→ **Work instructions**: Keeping every character as it is, transcribe the entries below.

→ **Available records**:
----

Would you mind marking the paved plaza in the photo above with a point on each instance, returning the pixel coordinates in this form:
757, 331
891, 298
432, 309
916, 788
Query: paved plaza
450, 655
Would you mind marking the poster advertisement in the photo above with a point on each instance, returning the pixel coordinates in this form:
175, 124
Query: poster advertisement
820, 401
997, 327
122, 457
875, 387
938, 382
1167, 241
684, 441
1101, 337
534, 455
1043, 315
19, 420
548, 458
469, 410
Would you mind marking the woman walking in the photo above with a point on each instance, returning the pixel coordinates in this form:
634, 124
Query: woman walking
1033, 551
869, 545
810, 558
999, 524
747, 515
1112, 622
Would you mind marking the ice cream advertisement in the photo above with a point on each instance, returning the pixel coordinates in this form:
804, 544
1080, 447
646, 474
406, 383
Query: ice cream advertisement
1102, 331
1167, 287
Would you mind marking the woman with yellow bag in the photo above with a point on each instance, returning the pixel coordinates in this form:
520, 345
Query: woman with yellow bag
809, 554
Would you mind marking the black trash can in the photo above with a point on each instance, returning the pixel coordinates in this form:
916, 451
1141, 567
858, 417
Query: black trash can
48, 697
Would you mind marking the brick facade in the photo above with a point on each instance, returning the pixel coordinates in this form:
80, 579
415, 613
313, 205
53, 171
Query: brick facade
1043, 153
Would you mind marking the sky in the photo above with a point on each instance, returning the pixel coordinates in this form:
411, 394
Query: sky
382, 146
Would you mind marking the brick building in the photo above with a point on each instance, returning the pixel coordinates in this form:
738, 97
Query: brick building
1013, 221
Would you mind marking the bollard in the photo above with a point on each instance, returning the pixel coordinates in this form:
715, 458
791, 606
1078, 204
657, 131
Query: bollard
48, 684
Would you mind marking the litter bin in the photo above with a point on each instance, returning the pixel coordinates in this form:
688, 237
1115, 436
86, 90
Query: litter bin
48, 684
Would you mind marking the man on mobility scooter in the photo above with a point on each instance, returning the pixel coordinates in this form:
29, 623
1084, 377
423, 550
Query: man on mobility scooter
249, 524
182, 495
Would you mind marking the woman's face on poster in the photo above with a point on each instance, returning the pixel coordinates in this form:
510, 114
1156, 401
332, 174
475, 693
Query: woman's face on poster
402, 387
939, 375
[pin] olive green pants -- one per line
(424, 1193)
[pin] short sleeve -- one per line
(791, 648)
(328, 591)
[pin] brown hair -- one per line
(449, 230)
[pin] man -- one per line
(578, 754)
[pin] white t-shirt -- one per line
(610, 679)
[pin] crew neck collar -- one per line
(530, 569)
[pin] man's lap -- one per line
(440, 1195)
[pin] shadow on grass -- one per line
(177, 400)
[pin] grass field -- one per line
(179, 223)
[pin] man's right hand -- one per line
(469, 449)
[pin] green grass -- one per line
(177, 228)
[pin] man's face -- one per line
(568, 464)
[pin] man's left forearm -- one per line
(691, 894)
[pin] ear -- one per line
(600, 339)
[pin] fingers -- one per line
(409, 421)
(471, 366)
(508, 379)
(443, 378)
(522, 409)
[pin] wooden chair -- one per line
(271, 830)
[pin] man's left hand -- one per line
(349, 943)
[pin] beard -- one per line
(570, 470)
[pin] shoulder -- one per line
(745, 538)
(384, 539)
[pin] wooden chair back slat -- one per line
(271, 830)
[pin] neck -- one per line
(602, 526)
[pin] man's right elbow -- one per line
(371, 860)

----

→ **Task answer**:
Would you mind marking the paved plaza in the photo above with a point on each instance, returning the pixel coordinates in this form:
757, 331
891, 298
432, 309
916, 788
Query: paved plaza
450, 655
Would you mind marking the poster advertisement in the photo above with a point on each instance, returning the pixel coordinates in this form:
175, 124
Query: poster advertisement
820, 401
997, 327
122, 457
875, 387
938, 382
1167, 241
684, 441
1101, 337
534, 455
1043, 315
19, 420
548, 458
469, 410
Would you mind marking the woman walking in the photo above with a point on each instance, returning the pixel coordinates in this form:
634, 124
Query: woman walking
1033, 551
869, 545
810, 558
999, 524
747, 515
1112, 622
Would you mind marking the ice cream advertisement in the photo above with a point on each instance, returning the pixel coordinates in this form:
804, 544
1080, 447
646, 474
406, 383
Query: ice cream advertisement
1102, 331
1167, 287
Would you mind marking the woman with yellow bag in the photo above with a point on each instance, returning the pixel coordinates in this form:
520, 345
Query: woman with yellow bag
809, 554
Would you mind marking the black trash can in the photo above with a point on each instance, returning the pixel coordinates in this form:
916, 451
1141, 567
858, 417
Query: black trash can
48, 697
Would you mind marking the brick facade in the photo above with a point on each instance, returning the pixel coordinates in this form:
80, 579
415, 613
313, 205
53, 171
Query: brick facade
1043, 153
Would you mind marking the sky in the photo above with a point on each instance, returning the pixel coordinates in this form:
411, 394
Query: sky
382, 146
Would you mind marking the brick building in the photo above with a point on each instance, returning the pixel coordinates in this form:
738, 97
Query: brick building
1013, 221
Would you mind marking the bollard in the photo above with a point on each instance, returning the pixel coordinates in this form:
715, 458
791, 606
1078, 204
657, 131
Query: bollard
48, 684
Would you mind marking the litter bin in the photo above with a point on each instance, returning the pixel coordinates in this form:
688, 237
1115, 436
86, 90
Query: litter bin
48, 684
Would you mind marking the man on mobility scooter in the photo above with a point on each instance, returning the pixel coordinates in this form:
29, 623
1084, 377
423, 550
Query: man on mobility scooter
249, 524
182, 495
Would you mind marking the woman's face on poster in the photo above with a point on each instance, returning the pixel coordinates in this form:
510, 114
1156, 401
332, 174
475, 693
Query: woman's face on poster
402, 387
939, 375
[pin] olive green pants -- one per line
(424, 1193)
[pin] short sleeve -- one per line
(791, 648)
(328, 591)
[pin] brown hair -- one per line
(449, 230)
[pin] man -- one per line
(578, 754)
[pin] white t-shirt -- one per line
(610, 679)
[pin] crew neck collar -- one per line
(530, 569)
[pin] man's lap -- one per line
(440, 1195)
[pin] shadow on grass -- one per line
(177, 400)
[pin] grass field -- one per line
(179, 223)
[pin] man's right hand -- one per line
(469, 449)
[pin] green grass -- one per line
(177, 228)
[pin] man's face -- one per line
(568, 464)
[pin] man's left forearm -- one per line
(691, 894)
[pin] ear -- one per line
(600, 339)
[pin] fingers -- one per line
(409, 421)
(471, 366)
(508, 379)
(443, 378)
(522, 409)
[pin] wooden chair -- one per line
(271, 830)
[pin] man's left hand -- one per line
(349, 943)
[pin] beard -- one per line
(570, 470)
[pin] shoulder -- one per line
(745, 538)
(384, 539)
[pin] wooden chair back slat -- one per line
(271, 830)
[pin] neck -- one per line
(602, 526)
[pin] man's right elbow -- one per line
(371, 860)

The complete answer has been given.